(Part of a data file)
════
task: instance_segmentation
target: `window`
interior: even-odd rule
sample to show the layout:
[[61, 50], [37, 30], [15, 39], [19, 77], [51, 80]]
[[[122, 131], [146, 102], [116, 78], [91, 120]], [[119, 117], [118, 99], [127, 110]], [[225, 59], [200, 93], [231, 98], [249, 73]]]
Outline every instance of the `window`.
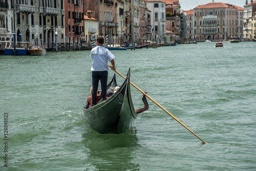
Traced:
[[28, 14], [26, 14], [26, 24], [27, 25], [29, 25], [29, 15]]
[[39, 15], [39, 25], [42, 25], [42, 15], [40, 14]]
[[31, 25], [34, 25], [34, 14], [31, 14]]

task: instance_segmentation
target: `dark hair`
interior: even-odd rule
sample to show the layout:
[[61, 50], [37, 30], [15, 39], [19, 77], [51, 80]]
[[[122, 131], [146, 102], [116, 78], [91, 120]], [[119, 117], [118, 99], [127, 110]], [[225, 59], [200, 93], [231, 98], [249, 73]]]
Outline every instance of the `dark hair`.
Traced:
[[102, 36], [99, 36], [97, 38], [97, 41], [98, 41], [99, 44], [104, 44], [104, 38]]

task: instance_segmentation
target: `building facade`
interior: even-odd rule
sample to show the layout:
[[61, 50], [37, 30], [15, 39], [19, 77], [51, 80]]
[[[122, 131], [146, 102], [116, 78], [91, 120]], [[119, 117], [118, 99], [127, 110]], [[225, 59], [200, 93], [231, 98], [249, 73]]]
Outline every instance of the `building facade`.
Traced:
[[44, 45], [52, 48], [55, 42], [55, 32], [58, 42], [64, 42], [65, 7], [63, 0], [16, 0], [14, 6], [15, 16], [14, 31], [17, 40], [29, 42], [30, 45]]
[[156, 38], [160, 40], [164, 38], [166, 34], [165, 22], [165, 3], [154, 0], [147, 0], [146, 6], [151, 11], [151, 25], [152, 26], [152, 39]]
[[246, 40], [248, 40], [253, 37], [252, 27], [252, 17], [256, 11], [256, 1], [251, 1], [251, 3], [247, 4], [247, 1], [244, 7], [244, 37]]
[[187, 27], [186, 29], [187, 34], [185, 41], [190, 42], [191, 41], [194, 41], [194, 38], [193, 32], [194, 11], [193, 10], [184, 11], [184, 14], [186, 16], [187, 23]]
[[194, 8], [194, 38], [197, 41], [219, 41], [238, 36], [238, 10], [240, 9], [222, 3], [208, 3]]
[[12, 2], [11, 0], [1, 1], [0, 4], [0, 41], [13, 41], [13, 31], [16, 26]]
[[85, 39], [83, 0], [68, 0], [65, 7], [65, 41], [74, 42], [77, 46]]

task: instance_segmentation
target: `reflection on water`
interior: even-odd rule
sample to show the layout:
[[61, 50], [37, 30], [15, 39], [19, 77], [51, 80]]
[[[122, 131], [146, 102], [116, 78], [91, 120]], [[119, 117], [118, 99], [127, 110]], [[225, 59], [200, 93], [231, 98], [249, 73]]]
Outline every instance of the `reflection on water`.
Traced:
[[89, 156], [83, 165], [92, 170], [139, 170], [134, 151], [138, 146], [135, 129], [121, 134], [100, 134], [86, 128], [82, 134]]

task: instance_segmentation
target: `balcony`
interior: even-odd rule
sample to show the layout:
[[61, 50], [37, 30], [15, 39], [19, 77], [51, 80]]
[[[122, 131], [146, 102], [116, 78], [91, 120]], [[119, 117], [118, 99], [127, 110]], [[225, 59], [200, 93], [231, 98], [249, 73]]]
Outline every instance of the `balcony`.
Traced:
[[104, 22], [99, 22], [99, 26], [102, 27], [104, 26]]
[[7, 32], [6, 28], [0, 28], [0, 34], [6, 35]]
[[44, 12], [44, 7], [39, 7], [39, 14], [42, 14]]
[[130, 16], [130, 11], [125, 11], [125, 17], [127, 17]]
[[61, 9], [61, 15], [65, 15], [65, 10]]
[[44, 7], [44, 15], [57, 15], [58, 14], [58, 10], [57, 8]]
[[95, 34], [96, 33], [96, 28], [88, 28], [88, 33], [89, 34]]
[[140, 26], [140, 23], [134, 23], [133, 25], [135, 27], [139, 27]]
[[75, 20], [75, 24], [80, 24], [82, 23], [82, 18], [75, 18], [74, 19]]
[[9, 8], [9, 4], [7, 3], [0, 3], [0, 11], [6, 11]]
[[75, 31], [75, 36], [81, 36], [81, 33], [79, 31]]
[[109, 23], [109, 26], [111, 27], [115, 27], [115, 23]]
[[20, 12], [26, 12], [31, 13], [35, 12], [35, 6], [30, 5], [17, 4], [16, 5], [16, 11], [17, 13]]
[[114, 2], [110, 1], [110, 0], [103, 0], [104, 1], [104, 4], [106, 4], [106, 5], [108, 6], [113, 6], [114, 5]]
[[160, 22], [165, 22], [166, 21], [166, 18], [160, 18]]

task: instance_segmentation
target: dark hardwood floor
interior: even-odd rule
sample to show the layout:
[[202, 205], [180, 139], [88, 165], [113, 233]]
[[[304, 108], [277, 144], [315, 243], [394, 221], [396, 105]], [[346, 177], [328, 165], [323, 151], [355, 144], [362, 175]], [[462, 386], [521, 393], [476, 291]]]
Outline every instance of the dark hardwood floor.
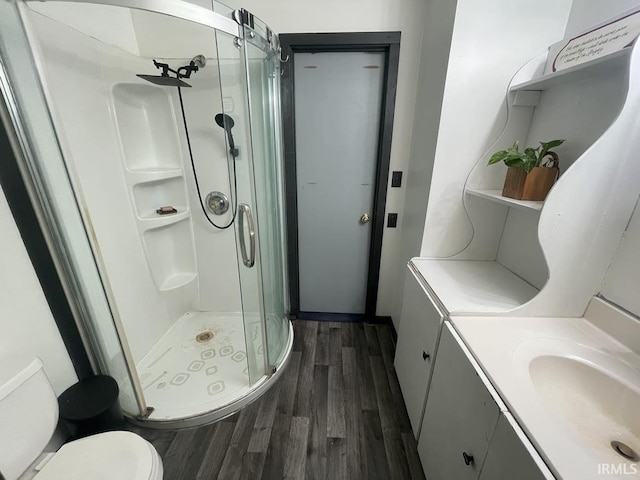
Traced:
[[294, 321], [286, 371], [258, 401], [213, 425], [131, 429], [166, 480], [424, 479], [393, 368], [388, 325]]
════
> **The exercise**
Write every line of the records above as a JSON list of strings, one string per line, with the blank lines dropped. Leave the pictures out of the list.

> **Answer to the problem**
[
  "task: instance_segmentation",
  "target: `window`",
  "interior: even-odd rule",
  "sample to show the layout:",
  "[[61, 50], [37, 30], [15, 39], [19, 77], [51, 80]]",
  "[[[122, 131], [146, 102], [116, 78], [91, 120]], [[119, 117], [118, 99], [127, 110]], [[225, 59], [200, 93], [231, 98], [249, 73]]]",
  "Outline every instance of the `window`.",
  "Traced:",
  "[[28, 14], [26, 14], [26, 24], [27, 25], [29, 25], [29, 15]]",
  "[[39, 15], [39, 25], [42, 25], [42, 15], [40, 14]]",
  "[[31, 25], [34, 25], [34, 14], [31, 14]]",
  "task: instance_segmentation",
  "target: `dark hair`",
  "interior: even-odd rule",
  "sample to show the layout:",
  "[[61, 50], [37, 30], [15, 39], [19, 77], [51, 80]]",
  "[[[122, 131], [146, 102], [116, 78], [91, 120]], [[119, 117], [118, 99], [127, 110]], [[225, 59], [200, 93], [231, 98], [249, 73]]]",
  "Outline every instance of the `dark hair`.",
  "Traced:",
  "[[102, 36], [99, 36], [97, 38], [97, 41], [98, 41], [99, 44], [104, 44], [104, 38]]",
  "task: instance_segmentation",
  "target: `building facade`",
  "interior: even-odd rule",
  "sample to show the layout:",
  "[[61, 50], [37, 30], [15, 39], [19, 77], [51, 80]]",
  "[[[122, 131], [146, 102], [116, 78], [91, 120]], [[119, 117], [118, 99], [127, 110]], [[225, 59], [200, 93], [231, 98], [249, 73]]]",
  "Outline every instance of the `building facade`.",
  "Traced:",
  "[[44, 45], [52, 48], [55, 42], [55, 32], [58, 42], [64, 42], [65, 7], [63, 0], [16, 0], [14, 6], [15, 16], [14, 31], [17, 40], [29, 42], [30, 45]]",
  "[[156, 38], [160, 40], [164, 38], [166, 34], [165, 22], [165, 3], [154, 0], [147, 0], [146, 6], [151, 11], [151, 25], [152, 26], [152, 39]]",
  "[[246, 40], [248, 40], [253, 37], [252, 27], [252, 17], [256, 11], [256, 1], [251, 1], [251, 3], [247, 4], [247, 1], [244, 7], [244, 37]]",
  "[[187, 27], [186, 29], [187, 34], [185, 41], [190, 42], [191, 41], [194, 41], [194, 38], [193, 32], [194, 11], [193, 10], [184, 11], [184, 14], [186, 16], [187, 23]]",
  "[[194, 8], [194, 38], [197, 41], [219, 41], [238, 36], [238, 10], [240, 9], [222, 3], [208, 3]]",
  "[[12, 2], [11, 0], [1, 1], [0, 4], [0, 41], [13, 41], [13, 31], [16, 26]]",
  "[[85, 39], [83, 0], [68, 0], [65, 7], [65, 41], [74, 42], [77, 46]]",
  "task: instance_segmentation",
  "target: `reflection on water`",
  "interior: even-odd rule",
  "sample to show the layout:",
  "[[61, 50], [37, 30], [15, 39], [19, 77], [51, 80]]",
  "[[[122, 131], [146, 102], [116, 78], [91, 120]], [[119, 117], [118, 99], [127, 110]], [[225, 59], [200, 93], [231, 98], [249, 73]]]",
  "Outline every instance of the `reflection on water`.",
  "Traced:",
  "[[89, 156], [83, 165], [92, 170], [139, 170], [134, 151], [138, 146], [135, 129], [121, 134], [100, 134], [86, 128], [82, 134]]",
  "task: instance_segmentation",
  "target: `balcony`",
  "interior: even-odd rule",
  "sample to show the layout:",
  "[[61, 50], [37, 30], [15, 39], [19, 77], [51, 80]]",
  "[[[122, 131], [146, 102], [116, 78], [91, 120]], [[119, 117], [118, 99], [127, 110]], [[225, 59], [200, 93], [231, 98], [249, 73]]]",
  "Outline every instance of the `balcony`.",
  "Traced:",
  "[[104, 22], [99, 22], [99, 26], [102, 27], [104, 26]]",
  "[[7, 32], [6, 28], [0, 28], [0, 34], [6, 35]]",
  "[[44, 12], [44, 7], [39, 7], [39, 14], [42, 14]]",
  "[[130, 16], [130, 11], [125, 11], [125, 17], [127, 17]]",
  "[[61, 9], [61, 15], [65, 15], [65, 10]]",
  "[[44, 7], [44, 15], [57, 15], [58, 14], [58, 10], [57, 8]]",
  "[[95, 34], [96, 33], [96, 28], [88, 28], [88, 33], [89, 34]]",
  "[[140, 26], [140, 23], [134, 23], [133, 25], [135, 27], [139, 27]]",
  "[[75, 20], [75, 24], [80, 24], [82, 23], [82, 18], [75, 18], [74, 19]]",
  "[[9, 8], [9, 4], [7, 3], [0, 3], [0, 11], [6, 11]]",
  "[[75, 31], [75, 36], [81, 36], [81, 33], [79, 31]]",
  "[[109, 23], [109, 26], [111, 27], [115, 27], [115, 23]]",
  "[[20, 12], [26, 12], [31, 13], [35, 12], [35, 6], [30, 5], [17, 4], [16, 5], [16, 11], [17, 13]]",
  "[[114, 2], [110, 1], [110, 0], [103, 0], [104, 1], [104, 4], [106, 4], [106, 5], [108, 6], [113, 6], [114, 5]]",
  "[[160, 22], [165, 22], [166, 21], [166, 18], [160, 18]]",
  "task: instance_segmentation",
  "target: dark hardwood floor",
  "interior: even-odd rule",
  "sample to show the layout:",
  "[[202, 205], [180, 139], [88, 165], [113, 233]]",
  "[[[304, 108], [277, 144], [315, 243], [394, 221], [396, 105]], [[346, 177], [328, 165], [323, 151], [355, 144], [362, 175]], [[462, 386], [521, 393], [476, 291]]]",
  "Outline every instance of the dark hardwood floor.",
  "Traced:",
  "[[294, 321], [286, 371], [258, 401], [213, 425], [131, 429], [166, 480], [424, 479], [393, 368], [388, 325]]"
]